▸ Instructions to follow:
Extract every line of the material below verbatim, leaving all coordinates unchanged.
══════
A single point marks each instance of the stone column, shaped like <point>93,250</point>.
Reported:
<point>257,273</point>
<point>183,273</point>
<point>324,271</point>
══════
▸ Response to this task:
A single point marks each instance of the stone column, shaped like <point>93,250</point>.
Reported:
<point>257,273</point>
<point>183,273</point>
<point>324,271</point>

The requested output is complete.